— Begin Data shown —

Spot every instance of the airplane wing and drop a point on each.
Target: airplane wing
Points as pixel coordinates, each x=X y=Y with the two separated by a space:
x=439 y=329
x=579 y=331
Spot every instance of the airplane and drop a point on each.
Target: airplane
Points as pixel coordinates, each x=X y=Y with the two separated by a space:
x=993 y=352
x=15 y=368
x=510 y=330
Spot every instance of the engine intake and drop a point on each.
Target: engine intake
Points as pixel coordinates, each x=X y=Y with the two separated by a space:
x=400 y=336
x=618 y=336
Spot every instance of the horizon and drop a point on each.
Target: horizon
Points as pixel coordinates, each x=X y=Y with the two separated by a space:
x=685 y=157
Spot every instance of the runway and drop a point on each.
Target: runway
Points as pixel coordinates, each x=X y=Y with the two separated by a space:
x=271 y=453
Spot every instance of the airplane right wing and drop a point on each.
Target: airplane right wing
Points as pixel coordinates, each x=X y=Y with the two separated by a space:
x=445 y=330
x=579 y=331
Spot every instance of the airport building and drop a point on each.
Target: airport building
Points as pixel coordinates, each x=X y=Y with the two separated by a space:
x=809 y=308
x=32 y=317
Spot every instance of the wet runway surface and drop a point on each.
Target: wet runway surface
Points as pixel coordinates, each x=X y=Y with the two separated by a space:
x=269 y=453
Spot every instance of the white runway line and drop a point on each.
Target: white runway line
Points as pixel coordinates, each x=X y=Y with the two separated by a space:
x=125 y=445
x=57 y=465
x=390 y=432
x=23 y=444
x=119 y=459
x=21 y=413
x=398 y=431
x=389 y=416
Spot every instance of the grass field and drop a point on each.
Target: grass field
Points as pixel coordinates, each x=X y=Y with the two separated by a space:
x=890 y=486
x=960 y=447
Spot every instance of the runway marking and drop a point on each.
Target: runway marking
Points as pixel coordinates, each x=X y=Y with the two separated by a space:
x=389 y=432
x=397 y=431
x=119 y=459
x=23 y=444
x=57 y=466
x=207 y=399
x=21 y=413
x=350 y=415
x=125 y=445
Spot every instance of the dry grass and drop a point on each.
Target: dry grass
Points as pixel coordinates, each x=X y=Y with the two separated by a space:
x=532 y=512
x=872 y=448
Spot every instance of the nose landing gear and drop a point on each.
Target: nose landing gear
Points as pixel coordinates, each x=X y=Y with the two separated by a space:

— End Data shown —

▶ **What is being asked**
Could you copy every one of these items above word for word, without changing a single line?

▶ **Response to the task**
Spot every instance of the airplane wing and drop a point on each.
Target: airplane wing
Points as pixel coordinates, each x=X y=Y with the two separated by a space:
x=439 y=329
x=579 y=331
Spot every instance of the airplane and drop a point on each.
Target: airplane
Points as pixel coordinates, each x=X y=Y with the two separated by a space:
x=993 y=352
x=15 y=368
x=510 y=330
Spot every instance of the engine intake and drop a point on each.
Target: engine intake
Points as pixel coordinates, each x=X y=Y with the two separated by a space:
x=400 y=336
x=618 y=336
Spot every instance of the horizon and drop a point on each.
Target: horizon
Points as pixel coordinates, each x=X y=Y with the two separated by a space:
x=685 y=157
Spot every instance of the runway and drop a point on each.
Target: runway
Points as pixel coordinates, each x=X y=Y with the two separated by a space:
x=271 y=453
Spot every instance of the airplane right wing and drop a point on each.
Target: airplane right wing
Points as pixel coordinates, each x=X y=Y with the two separated by a space:
x=445 y=330
x=579 y=331
Spot every instance of the airport building and drop a point on each.
Target: airport building
Points as pixel coordinates, each x=X y=Y with the two separated by a space:
x=809 y=308
x=32 y=317
Spot every instance of the wet runway surface and drop a point on each.
Target: wet runway surface
Points as pixel coordinates, each x=X y=Y with the two separated by a space:
x=269 y=453
Spot every instance of the white runway line and drop a point on each.
Target: white runway line
Points as pixel coordinates, each x=X y=Y with the two separated by a space:
x=125 y=445
x=57 y=465
x=390 y=432
x=23 y=444
x=119 y=459
x=21 y=413
x=398 y=431
x=389 y=416
Spot every instance of the grass field and drop a point on each.
Target: grass field
Points as pixel coordinates, each x=X y=Y with the two separated by a space:
x=890 y=486
x=960 y=447
Spot every instance of the runway marking and drop a point on each.
Target: runway marking
Points as pixel coordinates, each x=X y=Y with the two separated by a space:
x=389 y=432
x=397 y=431
x=119 y=459
x=23 y=444
x=57 y=466
x=207 y=399
x=21 y=413
x=350 y=415
x=125 y=445
Spot every instance of the dry grass and drop a point on each.
Target: dry grass
Points as pixel coordinates, each x=X y=Y with the two separated by a space:
x=532 y=512
x=872 y=448
Spot every instance of the nose landing gear and drop a point on each.
Target: nose landing gear
Points as pixel coordinates, each x=X y=Y with the two separated by a space:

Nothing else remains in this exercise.